Request >> Nothing in the records may be left out or altered; reproduce them all exactly.

Point-based annotation data:
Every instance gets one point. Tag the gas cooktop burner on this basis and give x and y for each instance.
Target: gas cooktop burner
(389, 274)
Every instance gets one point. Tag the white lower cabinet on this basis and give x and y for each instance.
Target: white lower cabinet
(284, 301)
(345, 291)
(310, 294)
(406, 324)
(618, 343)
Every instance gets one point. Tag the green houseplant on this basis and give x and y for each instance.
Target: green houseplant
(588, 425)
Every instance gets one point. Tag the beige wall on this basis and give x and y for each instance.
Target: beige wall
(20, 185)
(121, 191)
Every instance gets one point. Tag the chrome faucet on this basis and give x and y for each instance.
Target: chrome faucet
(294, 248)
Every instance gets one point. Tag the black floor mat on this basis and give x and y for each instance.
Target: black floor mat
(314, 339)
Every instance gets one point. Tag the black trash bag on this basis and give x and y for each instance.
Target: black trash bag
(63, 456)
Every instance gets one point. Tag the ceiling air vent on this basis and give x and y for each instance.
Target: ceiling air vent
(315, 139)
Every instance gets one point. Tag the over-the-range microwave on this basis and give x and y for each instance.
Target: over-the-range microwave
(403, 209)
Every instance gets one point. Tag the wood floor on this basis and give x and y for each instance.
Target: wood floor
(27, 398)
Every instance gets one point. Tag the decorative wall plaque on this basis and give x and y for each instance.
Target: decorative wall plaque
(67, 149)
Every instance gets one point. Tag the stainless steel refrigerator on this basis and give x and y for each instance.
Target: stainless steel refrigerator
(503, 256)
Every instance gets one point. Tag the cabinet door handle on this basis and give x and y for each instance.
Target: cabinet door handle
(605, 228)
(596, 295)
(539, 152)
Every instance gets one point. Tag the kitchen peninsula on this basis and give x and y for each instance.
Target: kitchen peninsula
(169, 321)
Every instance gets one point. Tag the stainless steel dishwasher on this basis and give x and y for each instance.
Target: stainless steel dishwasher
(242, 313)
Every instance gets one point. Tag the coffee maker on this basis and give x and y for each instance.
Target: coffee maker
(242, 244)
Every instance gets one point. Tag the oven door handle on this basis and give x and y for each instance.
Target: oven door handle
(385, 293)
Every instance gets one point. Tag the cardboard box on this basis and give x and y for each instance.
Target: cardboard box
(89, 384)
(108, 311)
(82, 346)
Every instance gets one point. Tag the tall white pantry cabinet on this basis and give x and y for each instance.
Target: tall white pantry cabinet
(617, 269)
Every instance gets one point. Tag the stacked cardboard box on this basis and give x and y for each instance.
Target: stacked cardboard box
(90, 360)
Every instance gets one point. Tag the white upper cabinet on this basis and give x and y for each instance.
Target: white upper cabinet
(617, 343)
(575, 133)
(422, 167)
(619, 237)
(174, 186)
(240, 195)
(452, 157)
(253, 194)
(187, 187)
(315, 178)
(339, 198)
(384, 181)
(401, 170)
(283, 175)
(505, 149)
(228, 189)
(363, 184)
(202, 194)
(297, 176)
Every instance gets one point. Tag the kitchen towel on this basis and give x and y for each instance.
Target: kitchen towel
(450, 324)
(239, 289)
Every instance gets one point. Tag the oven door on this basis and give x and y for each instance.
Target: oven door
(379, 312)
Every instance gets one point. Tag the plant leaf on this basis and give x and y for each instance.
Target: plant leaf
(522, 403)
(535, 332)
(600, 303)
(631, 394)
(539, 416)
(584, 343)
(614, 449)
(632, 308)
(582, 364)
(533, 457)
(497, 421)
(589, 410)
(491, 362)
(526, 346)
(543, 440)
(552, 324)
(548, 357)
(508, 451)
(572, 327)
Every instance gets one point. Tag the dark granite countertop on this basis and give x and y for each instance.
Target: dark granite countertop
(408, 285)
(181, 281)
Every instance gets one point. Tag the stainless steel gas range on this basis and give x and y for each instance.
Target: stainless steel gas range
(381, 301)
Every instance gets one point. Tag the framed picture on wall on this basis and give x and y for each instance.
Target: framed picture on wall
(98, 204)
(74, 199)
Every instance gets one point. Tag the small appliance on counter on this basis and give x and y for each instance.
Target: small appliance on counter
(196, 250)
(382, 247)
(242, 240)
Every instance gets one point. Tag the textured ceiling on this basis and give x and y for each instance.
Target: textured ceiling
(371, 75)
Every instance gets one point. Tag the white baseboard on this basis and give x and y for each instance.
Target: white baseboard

The completed task >>
Every instance gets one point. Tag the gas cooktop burner on this basis and give x and y for each instance.
Target: gas cooktop burner
(389, 274)
Every instance gets one point. Tag the white lower cabinet on this basis and give x and y for each instance.
Target: white lower cabinet
(284, 301)
(345, 291)
(310, 294)
(406, 324)
(618, 343)
Every instance gets one point. Tag the green houseplant on this basis and give x and y for each instance.
Target: green houseplant
(588, 425)
Every instance gets one point. Tag the beige wall on this basis and give x and y for each instance.
Target: beige wall
(20, 185)
(121, 191)
Every instance gets one point. Tag the chrome faucet on this basis and give x and y for each instance.
Target: chrome faucet
(294, 248)
Every instance gets one point. Tag the black floor mat on this basis and give x and y for each instance.
Target: black floor mat
(314, 339)
Every instance gets one point. Tag the black trash bag on this basis and give x and y for each instance.
Target: black trash bag
(63, 456)
Every instance gets one point. Tag the ceiling air vent on this basis and give x and y for each instance.
Target: ceiling air vent
(315, 139)
Every instance gets one point. Tag the over-the-range microwave on this basis and give x and y for each instance.
Target: over-the-range microwave
(403, 209)
Every instance gets one point. Tag the wood floor on this basis and give x and y for each instance.
Target: wood floor
(27, 398)
Every instance gets one point. Tag the decorative wall plaque on this basis and give x and y for each instance.
Target: decorative wall plaque
(67, 149)
Every instance gets one point. Tag the stainless steel refrigerator on this basis and give x and y for each instance.
Target: stainless steel refrigerator
(503, 256)
Every instance gets one point. Tag the cabinet door handle on this basis and give x and y for each instance.
Target: cabinet door handle
(605, 228)
(596, 295)
(539, 152)
Every instance gets one point. Tag the kitchen peninsula on this basis and give x and y for each instance.
Target: kitchen peninsula
(169, 321)
Every instance gets one point. Tag the stainless steel dishwasher on this basis and give x and y for each instance.
Target: stainless steel dishwasher
(242, 313)
Every instance gets one point. Tag the coffee maker on this basis and give x and y for each instance.
Target: coffee maker
(242, 244)
Every instance gets one point. Tag the oven door handle on this basis and give x and y for each instance.
Target: oven door handle
(385, 293)
Every instance gets one point. Tag the cardboard box on this basis and give x and y for each instance.
Target: cardboard box
(89, 384)
(108, 311)
(82, 346)
Every instance gets one point. Tag the tall white pantry cabinet on this basis and give x and y for each instance.
Target: tall white pantry cabinet
(617, 269)
Every instance gets one point. Tag the stacked cardboard box on this basis and give x and y for each instance.
Target: stacked cardboard box
(90, 360)
Every instance gets one point. Tag the white upper cabinet on this basis and give x and y for each instance.
Target: white upper cabinet
(617, 343)
(575, 133)
(422, 167)
(619, 237)
(174, 186)
(240, 195)
(452, 157)
(253, 194)
(187, 187)
(315, 178)
(339, 198)
(384, 181)
(401, 170)
(283, 175)
(505, 149)
(228, 189)
(363, 184)
(202, 194)
(297, 176)
Every instance gets one point. Tag the kitchen towel on this basis and give x and y for each instance.
Target: kitchen towel
(450, 324)
(239, 289)
Every instance gets one point. Tag the oven door on this basis and give x and y for each instance.
Target: oven door
(379, 312)
Every instance gets one point. Tag the plant leaf on this basis and give x and y for each instance.
Target: plant leaf
(522, 403)
(535, 332)
(600, 303)
(631, 394)
(539, 416)
(584, 343)
(614, 449)
(632, 308)
(582, 364)
(533, 457)
(497, 421)
(589, 410)
(491, 362)
(526, 346)
(543, 440)
(552, 324)
(548, 357)
(508, 451)
(572, 327)
Every instance gets one point. Tag the dark granite countertop on this basis and give x and y for each instance.
Target: dark granite countertop
(408, 285)
(181, 281)
Every instance gets one point. Tag the stainless steel gas range on this basis and give x and y for each instance.
Target: stainless steel gas range
(381, 301)
Every instance gets one point. Tag the framed picture on wall on this basis and give x and y for each instance.
Target: framed picture on wall
(98, 204)
(74, 199)
Every instance gets one point. Tag the small appliance on counter on this basis and give x and y for each instance.
Target: small appliance on counter
(196, 250)
(382, 247)
(242, 240)
Every instance gets one point. Tag the textured ceiling on this basis and give x and y for each instance.
Target: textured ceiling
(371, 75)
Every instance gets one point. Tag the white baseboard on this basis and give x and y for each instance.
Target: white baseboard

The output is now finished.